* [Brief] Starting with the line with "on the white" and going on through the end of the data, swap "gray hooded jacket" for "dark green raincoat" and keep everything else the same. Give back only those lines.

* [Records supplied]
⟨

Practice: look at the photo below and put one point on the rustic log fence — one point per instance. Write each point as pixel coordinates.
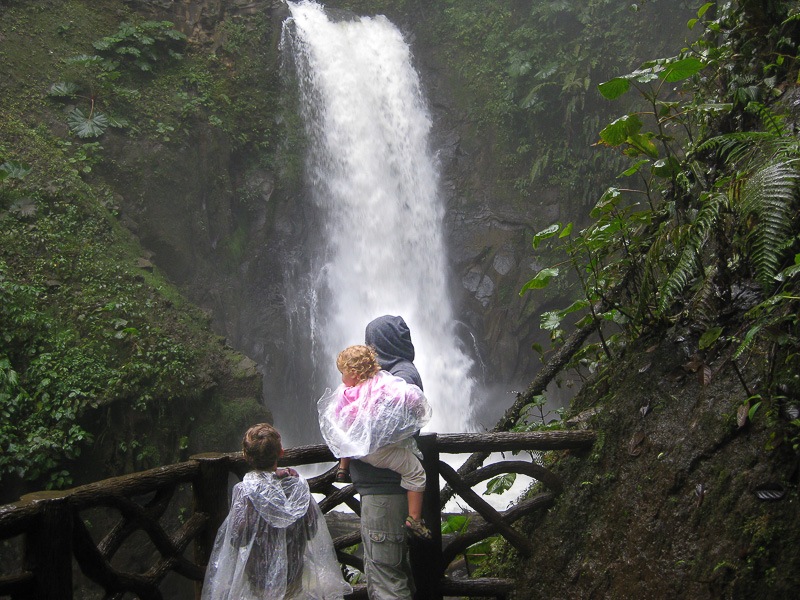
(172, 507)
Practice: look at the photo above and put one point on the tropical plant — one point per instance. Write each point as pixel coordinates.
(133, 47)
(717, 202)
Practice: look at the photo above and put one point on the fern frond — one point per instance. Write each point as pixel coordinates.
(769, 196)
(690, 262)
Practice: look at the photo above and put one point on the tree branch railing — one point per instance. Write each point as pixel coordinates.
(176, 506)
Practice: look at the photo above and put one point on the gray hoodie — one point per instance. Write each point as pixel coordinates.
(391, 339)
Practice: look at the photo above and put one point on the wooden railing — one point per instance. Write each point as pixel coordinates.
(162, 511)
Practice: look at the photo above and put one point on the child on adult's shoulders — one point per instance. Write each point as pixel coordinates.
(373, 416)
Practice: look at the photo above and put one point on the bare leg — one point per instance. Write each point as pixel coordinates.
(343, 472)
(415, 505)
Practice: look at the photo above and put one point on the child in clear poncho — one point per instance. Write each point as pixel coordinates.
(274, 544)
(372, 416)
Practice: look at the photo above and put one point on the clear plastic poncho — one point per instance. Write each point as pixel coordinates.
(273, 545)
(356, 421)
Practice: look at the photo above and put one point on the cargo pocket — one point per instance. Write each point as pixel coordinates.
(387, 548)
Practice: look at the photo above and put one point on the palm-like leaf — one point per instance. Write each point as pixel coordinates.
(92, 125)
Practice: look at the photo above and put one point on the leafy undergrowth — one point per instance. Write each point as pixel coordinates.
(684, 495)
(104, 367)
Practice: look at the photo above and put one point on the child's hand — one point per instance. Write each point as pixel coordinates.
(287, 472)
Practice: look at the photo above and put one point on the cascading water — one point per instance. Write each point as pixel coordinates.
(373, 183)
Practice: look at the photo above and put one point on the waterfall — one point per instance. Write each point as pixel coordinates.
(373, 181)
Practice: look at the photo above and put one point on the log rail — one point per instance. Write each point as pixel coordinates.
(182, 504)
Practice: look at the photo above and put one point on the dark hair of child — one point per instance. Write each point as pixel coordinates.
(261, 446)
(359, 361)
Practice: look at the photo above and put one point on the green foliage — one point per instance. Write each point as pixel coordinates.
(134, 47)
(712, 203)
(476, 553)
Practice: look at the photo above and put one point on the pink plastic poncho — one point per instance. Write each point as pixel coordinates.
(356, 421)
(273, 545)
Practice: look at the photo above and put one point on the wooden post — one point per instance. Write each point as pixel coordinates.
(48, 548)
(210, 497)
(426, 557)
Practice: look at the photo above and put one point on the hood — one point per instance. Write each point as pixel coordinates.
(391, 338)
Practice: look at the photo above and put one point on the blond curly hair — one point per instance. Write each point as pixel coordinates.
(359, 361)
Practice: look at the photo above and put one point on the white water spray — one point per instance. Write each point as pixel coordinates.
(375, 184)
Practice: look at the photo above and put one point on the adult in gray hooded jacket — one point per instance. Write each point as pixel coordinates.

⟩

* [Correct result]
Practice: look at the photo above and put one point on the white water spray — one point per instance. Write each point as pixel coordinates.
(375, 184)
Practice: look at the photo above and put one point on the adult in dark green raincoat — one point per instance. Write each point as pixel coordinates.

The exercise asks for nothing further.